Stated goal A. From the stored dataset items, copy out verbatim the lines beginning at the one containing "Where can the twig" and ending after the one containing "point(76, 272)".

Passage.
==================================================

Furthermore, contrary to the industry trend, the bank saw an improvement in its CASA deposits, with the CASA ratio increasing to 34.3% as of March 31, 2025, although it declined marginally to 32.8% as of June 30, 2025, higher compared to the historical range of 30-31% since fiscal 2022. Furthermore, the bank has also witnessed healthy growth in retail TD’s + CASA deposits collectively accounting for 66% of total deposits as on June 30, 2025, up from 58% as on June 30, 2024, (59% as on June 30, 2023). While the CASA ratio may not see a substantial improvement given the current market trends, the overall stability of deposits is expected to be sustained.

==================================================

(Stored dataset items)
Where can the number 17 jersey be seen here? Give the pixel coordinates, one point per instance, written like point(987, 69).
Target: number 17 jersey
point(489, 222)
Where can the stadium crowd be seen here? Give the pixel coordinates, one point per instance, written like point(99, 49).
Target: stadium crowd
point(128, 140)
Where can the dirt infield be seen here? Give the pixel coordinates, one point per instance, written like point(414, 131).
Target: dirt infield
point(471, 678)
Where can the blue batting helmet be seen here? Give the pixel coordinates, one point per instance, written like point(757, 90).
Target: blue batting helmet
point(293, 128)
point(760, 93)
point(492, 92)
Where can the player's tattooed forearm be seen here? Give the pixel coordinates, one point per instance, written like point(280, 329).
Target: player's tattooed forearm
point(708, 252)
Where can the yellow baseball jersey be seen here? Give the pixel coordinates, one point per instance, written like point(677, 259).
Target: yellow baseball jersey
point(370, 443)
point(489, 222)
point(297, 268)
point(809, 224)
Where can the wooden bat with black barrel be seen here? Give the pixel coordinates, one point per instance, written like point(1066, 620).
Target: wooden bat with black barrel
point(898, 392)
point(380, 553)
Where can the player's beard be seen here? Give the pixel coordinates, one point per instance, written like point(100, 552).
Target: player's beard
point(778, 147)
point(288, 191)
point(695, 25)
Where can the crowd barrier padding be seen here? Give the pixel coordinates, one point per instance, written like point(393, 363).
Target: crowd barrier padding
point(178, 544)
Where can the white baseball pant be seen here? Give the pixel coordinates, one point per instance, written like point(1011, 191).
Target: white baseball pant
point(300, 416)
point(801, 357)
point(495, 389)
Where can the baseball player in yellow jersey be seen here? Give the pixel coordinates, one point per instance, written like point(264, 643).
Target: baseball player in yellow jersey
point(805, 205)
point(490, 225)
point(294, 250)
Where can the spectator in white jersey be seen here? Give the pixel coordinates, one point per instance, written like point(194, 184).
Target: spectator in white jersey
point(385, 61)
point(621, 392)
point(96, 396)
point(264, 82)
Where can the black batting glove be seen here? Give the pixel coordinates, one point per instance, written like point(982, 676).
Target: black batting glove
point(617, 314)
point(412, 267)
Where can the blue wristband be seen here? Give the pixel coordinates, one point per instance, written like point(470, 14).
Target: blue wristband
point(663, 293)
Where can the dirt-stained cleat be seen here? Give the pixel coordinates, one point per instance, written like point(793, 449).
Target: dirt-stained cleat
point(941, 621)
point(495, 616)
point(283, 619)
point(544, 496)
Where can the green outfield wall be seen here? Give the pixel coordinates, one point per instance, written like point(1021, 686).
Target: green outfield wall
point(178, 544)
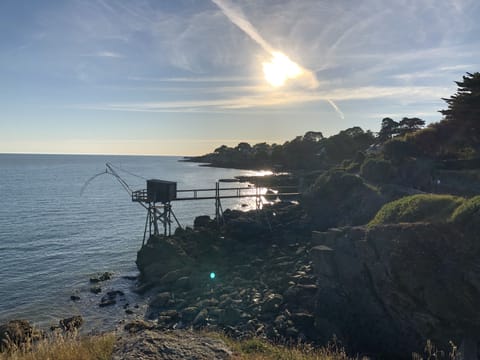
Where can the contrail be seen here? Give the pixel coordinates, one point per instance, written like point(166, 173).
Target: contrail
point(236, 16)
point(337, 109)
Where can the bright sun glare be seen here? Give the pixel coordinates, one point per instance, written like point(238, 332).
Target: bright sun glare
point(280, 69)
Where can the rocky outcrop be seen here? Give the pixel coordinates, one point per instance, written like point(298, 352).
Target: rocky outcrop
point(147, 343)
point(258, 281)
point(390, 288)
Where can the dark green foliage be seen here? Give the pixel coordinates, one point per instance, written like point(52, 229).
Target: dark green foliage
point(308, 152)
point(377, 170)
point(408, 125)
point(399, 149)
point(418, 208)
point(464, 105)
point(338, 198)
point(346, 144)
point(468, 211)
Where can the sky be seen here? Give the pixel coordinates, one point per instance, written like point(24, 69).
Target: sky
point(182, 77)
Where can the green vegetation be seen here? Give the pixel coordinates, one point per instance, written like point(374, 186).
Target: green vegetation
point(418, 208)
point(338, 198)
point(468, 209)
point(65, 347)
point(311, 151)
point(260, 349)
point(377, 170)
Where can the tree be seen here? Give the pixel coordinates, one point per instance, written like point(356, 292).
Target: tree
point(388, 130)
point(408, 125)
point(464, 105)
point(313, 136)
point(464, 109)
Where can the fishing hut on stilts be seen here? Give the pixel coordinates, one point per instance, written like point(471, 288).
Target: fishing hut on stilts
point(157, 199)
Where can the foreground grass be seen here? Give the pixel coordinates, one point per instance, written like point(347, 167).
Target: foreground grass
point(259, 349)
point(100, 347)
point(62, 347)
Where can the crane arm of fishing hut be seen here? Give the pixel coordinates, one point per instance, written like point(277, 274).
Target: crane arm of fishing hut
point(159, 194)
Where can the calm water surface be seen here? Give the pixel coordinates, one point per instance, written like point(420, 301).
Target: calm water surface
point(53, 238)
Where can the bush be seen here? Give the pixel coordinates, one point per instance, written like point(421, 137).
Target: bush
point(399, 149)
point(467, 210)
point(377, 170)
point(418, 208)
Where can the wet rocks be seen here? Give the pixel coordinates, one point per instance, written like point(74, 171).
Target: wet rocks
point(263, 288)
point(101, 277)
point(96, 289)
point(69, 324)
point(110, 298)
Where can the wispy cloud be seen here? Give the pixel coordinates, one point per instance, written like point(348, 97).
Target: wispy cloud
point(105, 54)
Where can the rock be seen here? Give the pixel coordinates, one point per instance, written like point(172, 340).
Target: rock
point(71, 323)
point(95, 289)
point(183, 283)
point(201, 318)
point(203, 221)
point(370, 279)
point(189, 313)
point(169, 345)
point(171, 277)
point(160, 300)
point(272, 303)
point(14, 334)
point(138, 325)
point(102, 277)
point(291, 332)
point(110, 298)
point(230, 316)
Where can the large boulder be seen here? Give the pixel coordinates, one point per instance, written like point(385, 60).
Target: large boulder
point(390, 288)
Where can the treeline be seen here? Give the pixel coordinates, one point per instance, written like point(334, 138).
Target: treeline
point(310, 151)
point(456, 136)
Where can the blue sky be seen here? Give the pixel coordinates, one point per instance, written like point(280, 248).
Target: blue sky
point(185, 76)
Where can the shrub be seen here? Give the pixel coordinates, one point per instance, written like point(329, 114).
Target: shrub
point(467, 210)
point(399, 149)
point(377, 170)
point(418, 208)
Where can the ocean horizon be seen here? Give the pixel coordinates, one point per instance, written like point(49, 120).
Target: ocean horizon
point(56, 233)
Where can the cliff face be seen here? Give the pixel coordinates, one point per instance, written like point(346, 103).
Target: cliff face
point(390, 288)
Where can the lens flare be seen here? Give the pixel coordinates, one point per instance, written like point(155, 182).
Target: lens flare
point(280, 69)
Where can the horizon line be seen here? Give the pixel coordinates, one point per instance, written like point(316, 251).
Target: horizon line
point(90, 154)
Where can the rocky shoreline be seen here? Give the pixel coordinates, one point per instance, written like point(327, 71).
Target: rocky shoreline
point(379, 290)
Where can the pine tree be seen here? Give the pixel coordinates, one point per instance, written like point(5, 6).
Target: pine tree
point(464, 105)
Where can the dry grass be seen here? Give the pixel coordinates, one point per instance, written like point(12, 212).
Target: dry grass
point(260, 349)
point(65, 347)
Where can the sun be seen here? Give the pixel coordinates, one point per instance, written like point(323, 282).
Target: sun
point(280, 69)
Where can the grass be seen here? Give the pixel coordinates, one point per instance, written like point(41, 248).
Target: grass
point(432, 208)
point(465, 211)
point(65, 347)
point(260, 349)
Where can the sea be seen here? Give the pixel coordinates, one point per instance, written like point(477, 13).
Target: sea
point(63, 220)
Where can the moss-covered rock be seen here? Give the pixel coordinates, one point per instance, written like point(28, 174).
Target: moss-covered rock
point(339, 198)
point(418, 208)
point(468, 211)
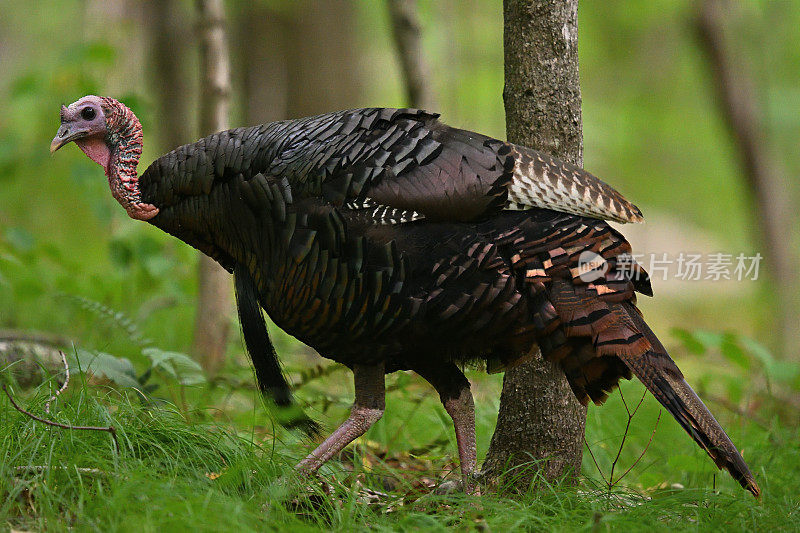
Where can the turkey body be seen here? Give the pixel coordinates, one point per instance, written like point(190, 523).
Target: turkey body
point(389, 241)
point(362, 259)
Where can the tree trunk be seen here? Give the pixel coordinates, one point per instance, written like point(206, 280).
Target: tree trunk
point(323, 68)
point(408, 42)
point(212, 322)
point(169, 38)
point(540, 419)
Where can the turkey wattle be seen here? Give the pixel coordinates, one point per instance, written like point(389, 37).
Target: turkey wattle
point(389, 241)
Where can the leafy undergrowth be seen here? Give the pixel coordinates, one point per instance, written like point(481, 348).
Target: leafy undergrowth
point(178, 469)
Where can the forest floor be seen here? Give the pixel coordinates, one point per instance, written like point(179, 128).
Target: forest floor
point(184, 466)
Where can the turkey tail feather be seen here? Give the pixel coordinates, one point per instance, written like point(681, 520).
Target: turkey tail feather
point(656, 370)
point(271, 381)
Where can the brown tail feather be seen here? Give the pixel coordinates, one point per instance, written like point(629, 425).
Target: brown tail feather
point(664, 380)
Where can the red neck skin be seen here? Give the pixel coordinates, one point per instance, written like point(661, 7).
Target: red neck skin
point(119, 156)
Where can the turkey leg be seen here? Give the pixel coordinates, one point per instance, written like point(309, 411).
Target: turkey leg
point(367, 409)
point(454, 391)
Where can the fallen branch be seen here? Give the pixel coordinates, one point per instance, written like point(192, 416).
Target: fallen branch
point(109, 429)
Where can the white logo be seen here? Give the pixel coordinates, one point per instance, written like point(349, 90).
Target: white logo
point(591, 266)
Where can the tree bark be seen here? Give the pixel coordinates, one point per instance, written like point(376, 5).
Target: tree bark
point(169, 39)
point(408, 42)
point(736, 95)
point(540, 419)
point(212, 322)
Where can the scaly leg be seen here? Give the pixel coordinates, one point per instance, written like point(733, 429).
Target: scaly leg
point(367, 409)
point(454, 391)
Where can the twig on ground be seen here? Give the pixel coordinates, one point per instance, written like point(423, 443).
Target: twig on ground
point(109, 429)
point(41, 468)
point(610, 482)
point(63, 386)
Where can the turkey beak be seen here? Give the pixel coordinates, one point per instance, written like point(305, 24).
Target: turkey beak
point(66, 134)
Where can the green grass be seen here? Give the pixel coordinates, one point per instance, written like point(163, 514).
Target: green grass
point(193, 468)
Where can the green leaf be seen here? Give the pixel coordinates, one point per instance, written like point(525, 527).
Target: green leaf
point(689, 341)
point(119, 370)
point(176, 365)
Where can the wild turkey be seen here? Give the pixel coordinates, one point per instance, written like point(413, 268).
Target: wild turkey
point(389, 241)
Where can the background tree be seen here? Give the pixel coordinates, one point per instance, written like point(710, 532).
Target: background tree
point(539, 418)
point(212, 322)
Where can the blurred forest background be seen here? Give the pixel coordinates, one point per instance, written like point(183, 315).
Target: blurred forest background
point(76, 272)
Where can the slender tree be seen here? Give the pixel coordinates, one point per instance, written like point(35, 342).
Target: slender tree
point(408, 42)
point(539, 418)
point(212, 323)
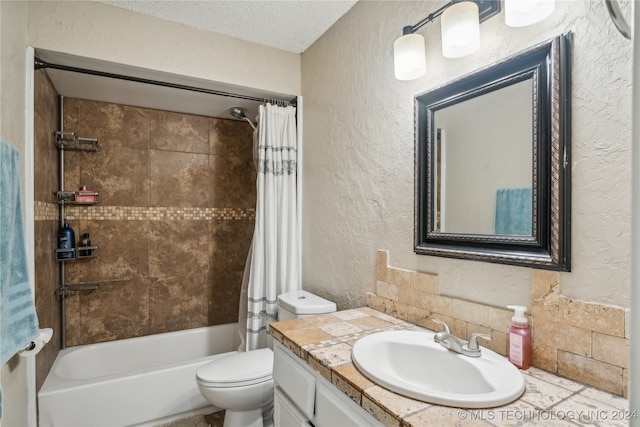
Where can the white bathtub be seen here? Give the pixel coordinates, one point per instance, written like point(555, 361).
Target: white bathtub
point(134, 382)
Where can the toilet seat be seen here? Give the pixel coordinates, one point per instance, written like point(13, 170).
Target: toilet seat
point(238, 369)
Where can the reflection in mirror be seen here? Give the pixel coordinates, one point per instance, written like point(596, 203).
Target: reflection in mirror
point(492, 156)
point(497, 179)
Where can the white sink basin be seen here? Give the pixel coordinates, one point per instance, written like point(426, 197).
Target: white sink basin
point(412, 364)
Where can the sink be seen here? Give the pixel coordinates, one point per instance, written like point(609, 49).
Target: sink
point(410, 363)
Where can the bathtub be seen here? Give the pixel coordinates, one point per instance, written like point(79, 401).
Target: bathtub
point(142, 381)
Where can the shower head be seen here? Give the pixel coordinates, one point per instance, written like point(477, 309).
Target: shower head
point(238, 113)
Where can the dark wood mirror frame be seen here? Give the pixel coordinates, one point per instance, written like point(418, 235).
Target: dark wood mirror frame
point(548, 65)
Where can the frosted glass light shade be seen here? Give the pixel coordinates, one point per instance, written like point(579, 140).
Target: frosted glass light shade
point(520, 13)
point(460, 24)
point(409, 57)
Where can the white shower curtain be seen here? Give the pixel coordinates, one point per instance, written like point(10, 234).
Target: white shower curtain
point(272, 265)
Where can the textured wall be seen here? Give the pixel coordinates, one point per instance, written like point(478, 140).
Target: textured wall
point(173, 224)
point(96, 30)
point(359, 152)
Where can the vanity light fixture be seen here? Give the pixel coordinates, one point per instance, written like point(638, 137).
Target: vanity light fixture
point(460, 28)
point(460, 35)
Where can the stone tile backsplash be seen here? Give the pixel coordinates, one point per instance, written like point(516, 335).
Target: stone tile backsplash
point(580, 340)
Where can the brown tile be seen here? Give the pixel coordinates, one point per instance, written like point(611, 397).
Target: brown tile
point(185, 133)
point(113, 125)
point(234, 179)
point(178, 248)
point(177, 303)
point(120, 175)
point(179, 179)
point(231, 138)
point(592, 372)
point(117, 310)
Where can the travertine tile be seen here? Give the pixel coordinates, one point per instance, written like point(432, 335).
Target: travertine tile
point(387, 290)
point(612, 400)
point(450, 417)
point(322, 319)
point(592, 316)
point(424, 282)
point(381, 265)
point(370, 323)
point(348, 372)
point(409, 296)
point(315, 364)
point(546, 376)
point(589, 371)
point(545, 291)
point(399, 277)
point(393, 403)
point(307, 335)
point(334, 355)
point(613, 350)
point(562, 337)
point(542, 394)
point(349, 314)
point(585, 411)
point(544, 357)
point(379, 413)
point(339, 329)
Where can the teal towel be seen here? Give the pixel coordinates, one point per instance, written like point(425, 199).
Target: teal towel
point(513, 211)
point(18, 321)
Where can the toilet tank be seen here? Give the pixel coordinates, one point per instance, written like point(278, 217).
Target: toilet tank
point(298, 304)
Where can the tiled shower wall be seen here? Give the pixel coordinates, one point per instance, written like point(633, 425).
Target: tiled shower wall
point(46, 226)
point(173, 223)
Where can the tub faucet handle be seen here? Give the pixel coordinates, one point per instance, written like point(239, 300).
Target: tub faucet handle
point(445, 327)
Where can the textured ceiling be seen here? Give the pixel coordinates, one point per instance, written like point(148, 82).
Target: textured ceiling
point(291, 25)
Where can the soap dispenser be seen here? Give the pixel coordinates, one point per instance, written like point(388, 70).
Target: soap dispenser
point(66, 240)
point(519, 338)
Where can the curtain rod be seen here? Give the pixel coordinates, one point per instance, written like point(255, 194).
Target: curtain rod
point(39, 64)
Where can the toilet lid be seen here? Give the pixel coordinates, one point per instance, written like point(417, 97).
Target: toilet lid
point(238, 369)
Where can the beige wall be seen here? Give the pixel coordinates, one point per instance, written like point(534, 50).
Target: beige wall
point(95, 30)
point(358, 160)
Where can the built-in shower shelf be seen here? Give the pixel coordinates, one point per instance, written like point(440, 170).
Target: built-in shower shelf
point(69, 141)
point(69, 198)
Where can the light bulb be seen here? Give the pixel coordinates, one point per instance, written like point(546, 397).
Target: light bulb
point(460, 29)
point(409, 57)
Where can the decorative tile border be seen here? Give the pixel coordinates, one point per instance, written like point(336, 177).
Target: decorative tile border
point(49, 211)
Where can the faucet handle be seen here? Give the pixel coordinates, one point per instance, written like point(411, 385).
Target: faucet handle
point(473, 340)
point(444, 325)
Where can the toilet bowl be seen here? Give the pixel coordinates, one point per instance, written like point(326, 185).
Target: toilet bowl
point(242, 382)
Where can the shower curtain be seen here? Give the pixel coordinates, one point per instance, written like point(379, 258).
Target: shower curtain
point(273, 263)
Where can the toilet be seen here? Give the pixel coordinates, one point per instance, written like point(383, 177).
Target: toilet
point(242, 382)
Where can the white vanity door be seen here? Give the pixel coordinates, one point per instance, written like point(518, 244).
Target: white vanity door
point(285, 413)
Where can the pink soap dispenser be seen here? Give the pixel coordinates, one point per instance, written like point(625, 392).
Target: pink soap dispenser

==================================================

Stated goal B. In the passage on the bank's deposits, what share of total deposits did retail TDs and CASA deposits together make up as of June 30, 2025?

Final answer A.
Where can the twig on ground be seen here? Give the pixel coordinates, one point per instance, written like point(423, 443).
Target: twig on ground
point(109, 429)
point(41, 468)
point(610, 482)
point(63, 386)
Where can the turkey beak be seen here? Give the pixel coordinates, one point per instance, written like point(305, 24).
Target: turkey beak
point(66, 134)
Where can the green grass be seen here? Give the pixel coordinates, one point per instance, written like point(163, 514).
Target: green grass
point(193, 468)
Where can the green leaf be seen here? Give the pixel coordinates, one point per instance, written like point(525, 527).
Target: green leaf
point(689, 341)
point(119, 370)
point(176, 365)
Where can the wild turkey be seen here? Give the pixel coordinates, one point per instance, written like point(413, 268).
Target: wild turkey
point(389, 241)
Where can the background tree be seen here? Give the pixel coordinates, one point per instance, written like point(710, 532).
Target: background tree
point(539, 418)
point(212, 322)
Where can the blurred forest background be seen here? Give the pixel coordinates, one point per instance, written like point(183, 315).
Target: blurred forest background
point(76, 272)

Final answer B. 66% of total deposits.